**Short task**
From the court opinion excerpt below, list each thing that the quoted allegation says was not served or given in the tax foreclosure.

**Document excerpt**
————————

PARKER, HOLCOMB, and ASKREN, JJ., dissent. A demurrer to the complaint was sustained. The plaintiff having elected to not further plead, judgment was entered dismissing the action. The question before us is the sufficiency of the complaint.
It alleges that the city of Everett had previously formed a local improvement district, made improvements therein and charged the cost thereof to the property in the district, and had issued bonds against the funds; that, as to certain designated lots, the assessments were delinquent, and that a large number of the bonds had not been paid and there was no money in the fund to pay them. It also alleged that, sometime prior to the commencement of this action, but after the local assessments had become delinquent, the treasurer of Snohomish county, in which the city of Everett is located, had issued to that county a general *Page 227 certificate on account of delinquent taxes against the property involved in this action and that the county had previously brought suit to foreclose its certificate; that such foreclosure was had and, there being no bidders, the property was struck off to the county, and that subsequently it sold the property involved here to private individuals, who are the other defendants in the case. The complaint contained this further allegation:
"Said purported foreclosure, conveyances and sales were wholly void and ineffectual for any purpose whatsoever for the reason that no summons was served upon the then record owners of the premises above described, nor was any notice of any sale given to nor served upon the said record owners, nor was any copy of the complaint in said tax foreclosure served upon the treasurer of Everett, as by law provided. On account of the neglect and failure of said Snohomish county to make, serve and give the notice in said foreclosure, as hereinabove recited, neither this plaintiff nor the holders of bonds in said local improvement district had notice or knowledge of said tax foreclosure and sales."

————————

**Entries supplied**
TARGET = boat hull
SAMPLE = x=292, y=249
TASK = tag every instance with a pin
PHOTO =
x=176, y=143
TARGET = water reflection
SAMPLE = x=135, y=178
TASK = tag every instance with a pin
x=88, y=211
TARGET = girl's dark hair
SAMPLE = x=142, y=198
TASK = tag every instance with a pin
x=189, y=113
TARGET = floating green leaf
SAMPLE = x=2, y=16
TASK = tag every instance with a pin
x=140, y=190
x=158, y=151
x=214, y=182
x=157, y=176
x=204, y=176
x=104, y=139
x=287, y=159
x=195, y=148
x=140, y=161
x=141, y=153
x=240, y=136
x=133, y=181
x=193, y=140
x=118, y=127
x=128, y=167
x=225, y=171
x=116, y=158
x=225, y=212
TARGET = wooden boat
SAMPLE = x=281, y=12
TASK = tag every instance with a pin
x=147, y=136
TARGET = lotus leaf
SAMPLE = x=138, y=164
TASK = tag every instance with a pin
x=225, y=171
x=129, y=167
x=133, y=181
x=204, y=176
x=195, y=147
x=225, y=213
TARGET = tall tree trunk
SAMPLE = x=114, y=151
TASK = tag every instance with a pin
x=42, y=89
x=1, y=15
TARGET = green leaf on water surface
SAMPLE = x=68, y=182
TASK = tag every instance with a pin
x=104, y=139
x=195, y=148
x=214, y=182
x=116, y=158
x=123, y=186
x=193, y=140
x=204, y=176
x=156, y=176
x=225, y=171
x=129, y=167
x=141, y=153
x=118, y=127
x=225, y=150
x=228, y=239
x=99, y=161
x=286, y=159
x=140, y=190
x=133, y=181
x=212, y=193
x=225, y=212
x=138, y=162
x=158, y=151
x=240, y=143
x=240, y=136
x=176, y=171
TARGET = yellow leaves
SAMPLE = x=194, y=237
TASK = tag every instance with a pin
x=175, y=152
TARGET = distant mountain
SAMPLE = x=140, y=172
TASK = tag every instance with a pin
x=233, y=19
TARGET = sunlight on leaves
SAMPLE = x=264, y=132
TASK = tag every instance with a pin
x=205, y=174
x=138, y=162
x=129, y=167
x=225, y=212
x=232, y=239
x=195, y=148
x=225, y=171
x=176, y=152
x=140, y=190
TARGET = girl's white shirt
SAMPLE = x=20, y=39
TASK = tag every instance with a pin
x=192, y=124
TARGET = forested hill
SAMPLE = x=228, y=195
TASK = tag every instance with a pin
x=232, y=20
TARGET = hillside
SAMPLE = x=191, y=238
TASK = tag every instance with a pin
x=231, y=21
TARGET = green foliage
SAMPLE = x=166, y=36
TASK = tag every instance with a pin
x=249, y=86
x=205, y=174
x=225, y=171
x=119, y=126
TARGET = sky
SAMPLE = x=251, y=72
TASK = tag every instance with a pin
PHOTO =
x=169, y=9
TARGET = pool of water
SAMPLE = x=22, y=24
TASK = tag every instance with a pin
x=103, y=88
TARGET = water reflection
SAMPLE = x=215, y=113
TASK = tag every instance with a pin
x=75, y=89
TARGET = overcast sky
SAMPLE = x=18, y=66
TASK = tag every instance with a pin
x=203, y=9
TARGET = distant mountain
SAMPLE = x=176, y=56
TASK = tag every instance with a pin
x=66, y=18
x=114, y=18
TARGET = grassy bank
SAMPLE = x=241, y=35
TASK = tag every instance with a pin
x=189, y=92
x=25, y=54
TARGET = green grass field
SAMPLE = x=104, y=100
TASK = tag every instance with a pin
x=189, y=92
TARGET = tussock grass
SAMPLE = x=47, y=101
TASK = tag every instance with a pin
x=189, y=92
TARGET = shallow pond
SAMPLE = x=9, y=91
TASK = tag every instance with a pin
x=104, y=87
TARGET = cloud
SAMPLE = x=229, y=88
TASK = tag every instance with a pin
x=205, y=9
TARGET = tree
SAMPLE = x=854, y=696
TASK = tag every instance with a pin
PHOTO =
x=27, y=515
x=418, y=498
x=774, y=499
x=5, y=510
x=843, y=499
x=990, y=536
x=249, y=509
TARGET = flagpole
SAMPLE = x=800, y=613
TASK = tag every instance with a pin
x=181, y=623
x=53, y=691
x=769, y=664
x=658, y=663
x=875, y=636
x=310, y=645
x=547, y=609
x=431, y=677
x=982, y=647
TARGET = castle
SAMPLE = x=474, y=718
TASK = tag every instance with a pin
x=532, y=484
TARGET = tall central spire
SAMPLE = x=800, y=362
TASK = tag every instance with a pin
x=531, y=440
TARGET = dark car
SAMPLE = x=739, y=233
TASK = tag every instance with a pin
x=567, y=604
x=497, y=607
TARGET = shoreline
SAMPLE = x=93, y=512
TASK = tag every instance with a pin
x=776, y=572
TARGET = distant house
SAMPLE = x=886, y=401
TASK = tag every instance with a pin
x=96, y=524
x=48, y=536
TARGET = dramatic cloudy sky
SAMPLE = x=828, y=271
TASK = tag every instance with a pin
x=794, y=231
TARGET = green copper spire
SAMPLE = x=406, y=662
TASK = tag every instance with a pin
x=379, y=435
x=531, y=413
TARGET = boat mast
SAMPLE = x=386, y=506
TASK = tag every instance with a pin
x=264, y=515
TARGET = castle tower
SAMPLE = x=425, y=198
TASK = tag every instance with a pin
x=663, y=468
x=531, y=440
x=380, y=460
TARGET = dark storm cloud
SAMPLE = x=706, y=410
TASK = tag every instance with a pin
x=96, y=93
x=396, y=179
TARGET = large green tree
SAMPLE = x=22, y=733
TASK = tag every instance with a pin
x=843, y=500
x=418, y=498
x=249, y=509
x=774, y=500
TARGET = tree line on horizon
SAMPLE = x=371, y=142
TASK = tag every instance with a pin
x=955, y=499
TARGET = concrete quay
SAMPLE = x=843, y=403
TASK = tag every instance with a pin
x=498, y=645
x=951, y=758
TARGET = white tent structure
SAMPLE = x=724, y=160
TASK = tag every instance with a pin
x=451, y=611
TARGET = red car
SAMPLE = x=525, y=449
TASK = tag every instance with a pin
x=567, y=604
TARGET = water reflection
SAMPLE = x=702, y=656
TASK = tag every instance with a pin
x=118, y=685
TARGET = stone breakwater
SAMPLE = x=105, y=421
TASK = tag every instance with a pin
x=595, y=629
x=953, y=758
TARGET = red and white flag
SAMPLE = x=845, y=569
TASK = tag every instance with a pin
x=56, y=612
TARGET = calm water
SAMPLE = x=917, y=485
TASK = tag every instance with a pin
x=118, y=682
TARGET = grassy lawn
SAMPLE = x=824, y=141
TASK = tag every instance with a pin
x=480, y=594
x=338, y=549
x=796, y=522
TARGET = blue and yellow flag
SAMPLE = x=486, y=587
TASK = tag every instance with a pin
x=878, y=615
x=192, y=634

————————

**Exercise solution**
- No summons was served upon the then record owners of the premises.
- No notice of any sale was given to or served upon the record owners.
- No copy of the complaint in the tax foreclosure was served upon the treasurer of Everett.